### REQUIRED WORK
Write out the listing below without alteration, omitting its pictures.

--------------------------------------------------

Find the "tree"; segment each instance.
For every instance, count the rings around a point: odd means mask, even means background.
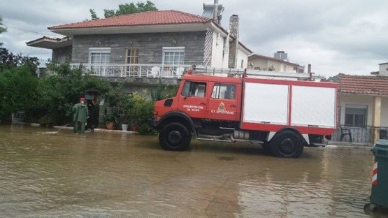
[[[153,2],[147,1],[146,3],[138,2],[136,4],[134,3],[120,4],[118,10],[104,9],[103,15],[105,18],[107,18],[150,10],[157,10],[157,8]],[[90,9],[90,15],[92,20],[99,19],[94,9]]]
[[[25,66],[0,73],[0,119],[34,105],[38,82],[38,78]]]
[[[24,66],[32,75],[36,75],[35,71],[38,64],[37,57],[15,55],[8,49],[0,47],[0,73],[5,70]]]
[[[3,18],[0,17],[0,34],[7,31],[7,29],[1,27],[2,25],[3,25]],[[3,43],[0,43],[0,46],[1,45],[3,45]]]

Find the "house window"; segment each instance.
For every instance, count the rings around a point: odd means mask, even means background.
[[[131,48],[127,49],[125,62],[128,64],[138,64],[138,48]],[[140,75],[139,67],[138,66],[127,66],[126,73],[130,76],[138,76]]]
[[[216,83],[212,92],[212,98],[217,99],[234,99],[236,85]]]
[[[185,64],[185,47],[164,47],[163,64]]]
[[[345,108],[346,126],[365,127],[366,126],[366,106],[347,105]]]
[[[204,97],[206,90],[206,83],[187,81],[185,82],[182,96]]]
[[[91,48],[89,49],[89,63],[96,74],[108,73],[106,64],[110,63],[110,48]]]
[[[127,48],[126,64],[138,64],[138,48]]]

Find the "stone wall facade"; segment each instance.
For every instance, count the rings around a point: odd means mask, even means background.
[[[90,48],[110,48],[110,63],[125,64],[126,50],[137,48],[139,64],[160,64],[163,47],[185,47],[185,64],[203,64],[205,36],[205,31],[74,36],[71,63],[88,63]]]
[[[71,61],[72,46],[55,48],[52,50],[51,59],[56,62],[69,63]]]

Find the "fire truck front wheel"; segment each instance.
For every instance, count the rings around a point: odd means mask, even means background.
[[[159,135],[159,142],[161,147],[166,150],[187,150],[189,147],[190,140],[187,128],[176,122],[164,126]]]
[[[271,141],[273,155],[285,158],[298,158],[303,151],[301,138],[292,131],[284,131],[275,136]]]

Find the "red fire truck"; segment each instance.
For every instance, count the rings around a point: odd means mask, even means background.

--------------------------------------------------

### THE OUTPUT
Find the "tree"; segment each instance.
For every instance, count the rings around a point: odd means mask, even means background.
[[[153,2],[147,1],[146,3],[138,2],[136,4],[134,3],[120,4],[118,10],[104,9],[103,15],[105,18],[107,18],[150,10],[157,10],[157,8]],[[90,9],[90,15],[92,20],[99,19],[94,9]]]
[[[25,66],[0,73],[0,119],[34,105],[38,82],[38,78]]]
[[[24,66],[32,75],[36,75],[35,71],[38,64],[37,57],[15,55],[8,49],[0,47],[0,73],[5,70]]]
[[[3,18],[0,17],[0,34],[7,31],[7,29],[1,27],[2,25],[3,25]],[[3,43],[0,43],[0,46],[1,45],[3,45]]]

Find the "house window"; segment each instance.
For every instance, count the rings around a point: odd means mask, even means background.
[[[131,48],[127,49],[125,62],[128,64],[138,64],[138,48]],[[140,75],[139,67],[138,66],[127,66],[126,73],[130,76],[138,76]]]
[[[216,83],[212,92],[212,98],[217,99],[234,99],[236,85]]]
[[[185,64],[185,47],[164,47],[163,64]]]
[[[345,108],[346,126],[365,127],[366,126],[366,106],[347,105]]]
[[[204,97],[206,90],[206,83],[187,81],[185,82],[182,96]]]
[[[91,48],[89,49],[89,63],[96,74],[108,73],[106,64],[110,63],[110,48]]]
[[[127,48],[126,64],[138,64],[138,48]]]

Find the "stone wall facade"; segment each instance.
For every instance, count the rings around a point: odd means mask, even means background.
[[[90,48],[110,48],[110,63],[125,64],[126,50],[137,48],[139,64],[160,64],[163,47],[185,47],[185,64],[203,64],[205,36],[205,31],[74,36],[71,63],[88,63]]]
[[[71,61],[72,46],[55,48],[52,50],[51,59],[56,62],[69,63]]]

Find the "fire truck front wheel"; segment each instance.
For every instance, count the rings around a point: odd means mask, even means background.
[[[159,135],[159,142],[161,147],[166,150],[187,150],[189,147],[190,140],[187,128],[176,122],[164,126]]]
[[[271,141],[273,155],[285,158],[298,158],[303,151],[301,138],[292,131],[284,131],[275,136]]]

Find the "red fire truck"; segment each instance.
For every instance, count the rings around a point: odd means mask, even means background.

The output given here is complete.